Entries from a point annotation set:
--- Start ---
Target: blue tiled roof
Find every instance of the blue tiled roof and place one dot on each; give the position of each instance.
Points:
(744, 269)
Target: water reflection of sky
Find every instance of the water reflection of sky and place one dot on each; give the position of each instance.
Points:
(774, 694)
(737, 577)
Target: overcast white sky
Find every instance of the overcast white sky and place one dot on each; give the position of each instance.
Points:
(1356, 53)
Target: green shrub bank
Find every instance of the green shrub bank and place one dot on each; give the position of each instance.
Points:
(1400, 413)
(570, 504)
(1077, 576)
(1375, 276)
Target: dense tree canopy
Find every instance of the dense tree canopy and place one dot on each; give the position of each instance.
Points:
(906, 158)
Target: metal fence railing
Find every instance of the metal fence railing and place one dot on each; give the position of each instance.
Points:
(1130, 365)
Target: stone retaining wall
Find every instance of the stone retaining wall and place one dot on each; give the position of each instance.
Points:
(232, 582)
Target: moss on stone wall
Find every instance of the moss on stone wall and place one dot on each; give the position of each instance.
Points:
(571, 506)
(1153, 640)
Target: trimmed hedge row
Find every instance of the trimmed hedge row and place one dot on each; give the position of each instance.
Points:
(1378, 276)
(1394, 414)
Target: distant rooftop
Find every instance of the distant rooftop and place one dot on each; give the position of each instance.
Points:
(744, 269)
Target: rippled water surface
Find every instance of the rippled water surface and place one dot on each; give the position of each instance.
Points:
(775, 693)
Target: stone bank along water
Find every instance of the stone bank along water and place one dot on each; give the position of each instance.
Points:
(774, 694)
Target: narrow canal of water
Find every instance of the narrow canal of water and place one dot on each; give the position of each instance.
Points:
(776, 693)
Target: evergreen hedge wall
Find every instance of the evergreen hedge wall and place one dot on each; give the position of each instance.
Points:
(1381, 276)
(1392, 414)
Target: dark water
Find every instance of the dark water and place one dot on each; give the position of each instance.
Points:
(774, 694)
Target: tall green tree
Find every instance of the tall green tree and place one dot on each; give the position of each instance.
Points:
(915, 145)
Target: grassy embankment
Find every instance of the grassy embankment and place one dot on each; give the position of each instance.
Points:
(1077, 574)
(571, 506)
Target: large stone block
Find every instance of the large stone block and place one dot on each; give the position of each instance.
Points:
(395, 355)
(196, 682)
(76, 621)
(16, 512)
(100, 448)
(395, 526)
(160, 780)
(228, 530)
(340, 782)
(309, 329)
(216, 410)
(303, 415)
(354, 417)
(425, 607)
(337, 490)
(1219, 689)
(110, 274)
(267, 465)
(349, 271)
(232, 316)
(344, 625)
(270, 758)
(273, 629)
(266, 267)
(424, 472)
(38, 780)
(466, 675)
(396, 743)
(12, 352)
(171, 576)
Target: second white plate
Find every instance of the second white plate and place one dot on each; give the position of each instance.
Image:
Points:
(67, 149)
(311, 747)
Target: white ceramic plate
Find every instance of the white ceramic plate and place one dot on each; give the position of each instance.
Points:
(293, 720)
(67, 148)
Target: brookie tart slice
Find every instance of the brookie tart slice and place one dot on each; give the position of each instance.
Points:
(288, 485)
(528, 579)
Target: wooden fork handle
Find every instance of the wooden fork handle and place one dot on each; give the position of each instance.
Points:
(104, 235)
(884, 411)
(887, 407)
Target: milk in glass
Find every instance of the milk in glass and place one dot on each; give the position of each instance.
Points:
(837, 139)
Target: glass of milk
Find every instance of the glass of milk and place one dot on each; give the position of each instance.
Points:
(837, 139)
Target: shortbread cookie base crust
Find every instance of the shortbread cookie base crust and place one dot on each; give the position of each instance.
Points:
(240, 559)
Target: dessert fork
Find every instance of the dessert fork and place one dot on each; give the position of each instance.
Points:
--- End ---
• [What you are asked to do] Write out all of the items again, changing "Target" to "Label" everywhere and leaving the rest as it is.

• [Solution]
Label: blue tiled roof
Find every instance of the blue tiled roof and place one dot on each; give the position of each instance.
Points:
(744, 269)
Label: water reflection of sky
Find every instance of the water reflection of sky and place one dot on each; give the position of each instance.
Points:
(774, 694)
(737, 577)
Label: overcast white sky
Find every instance of the overcast white sky and place one dot on each; give the position of each instance.
Points:
(1356, 53)
Label: green shrub bank
Find every instance of the green shrub bank and place one dot on each; give the position of each instance.
Points:
(1400, 413)
(570, 504)
(1077, 576)
(1375, 276)
Label: dense tree canopy
Find every instance of the dense tree canopy and place one dot on each; give the position of each instance.
Points:
(906, 158)
Label: metal fence railing
Find every instance of the metal fence railing and place one dot on each; give the position of each instance.
Points:
(1130, 365)
Label: stone retaining wall
Find every instance of the stone retaining wall and place one dot on each; give the position of each instance.
Points:
(232, 582)
Label: moss on stone wall
Find every instance of the moss on stone wall and place one dot on each; give the position of each instance.
Points:
(571, 506)
(1153, 640)
Label: trimmed hedge row
Find every instance of the trimmed hedge row and place one dot on each; give the position of each instance.
Points:
(1378, 276)
(1394, 414)
Label: distant rooftop
Find every instance of the distant rooftop and place one dot on each; give the position of each instance.
Points:
(744, 269)
Label: rippled water surface
Find every instance of the rippled water surface and place one dot on each; give the position of each instance.
Points:
(775, 693)
Label: stone bank along water
Find every instance of the stone bank along water and place one dot on each; give the position of each instance.
Points:
(774, 694)
Label: narrow canal of water
Find every instance of the narrow canal of water and place one dot on each; give the position of each instance.
Points:
(776, 693)
Label: evergreen hedge wall
Find every instance of the evergreen hedge wall and place one dot on each; give the position of each instance.
Points:
(1381, 276)
(1392, 414)
Label: dark water
Find every instance of the dark water and place one dot on each; give the position of each instance.
Points:
(774, 694)
Label: tall green tree
Find every instance of the tall green tree and place one dot on each; give the position of each instance.
Points:
(915, 145)
Label: grassy embankment
Find every instance of the grassy embankment and place one dot on each; give the position of each instance.
Points:
(1077, 574)
(571, 506)
Label: large stone block
Find every instance of the large stone block and place one dot on each; give the position of each instance.
Points:
(395, 355)
(196, 682)
(76, 621)
(16, 512)
(100, 448)
(395, 526)
(160, 780)
(228, 530)
(340, 782)
(309, 329)
(216, 410)
(303, 415)
(354, 417)
(425, 607)
(337, 490)
(1219, 689)
(110, 274)
(267, 465)
(349, 271)
(232, 316)
(344, 625)
(270, 758)
(273, 629)
(266, 267)
(424, 472)
(38, 780)
(466, 675)
(396, 743)
(12, 352)
(171, 576)
Label: second white plate
Find every instance of the second white plate and place one dot on each; give the position of each instance.
Image:
Points:
(67, 149)
(311, 747)
Label: white ceramic plate
Find every instance of the white ceramic plate and place one dot on each; give the position of each instance.
Points:
(293, 720)
(67, 148)
Label: brookie tart slice
Find every instance of the brookie tart slice and place one dot on each; give the position of each instance.
Points:
(288, 485)
(528, 579)
Label: wooden fork handle
Find every instance of the wooden fork handle and place one dot on each; give the position of each instance.
Points:
(104, 235)
(884, 411)
(887, 407)
Label: milk in glass
Find every instance of the milk in glass and place one dot on each; give the position of each instance.
Points:
(837, 139)
Label: glass of milk
Find every instance of the glass of milk and place one dot on each; give the position of each instance.
Points:
(837, 139)
Label: shortbread cookie base crust
Find every instance of the shortbread cookie base crust and place one dot on each; give the position of each instance.
Points:
(240, 559)
Label: dessert fork
Find every instance of the dessert fork and place one dot on each; give the position of each instance.
Points:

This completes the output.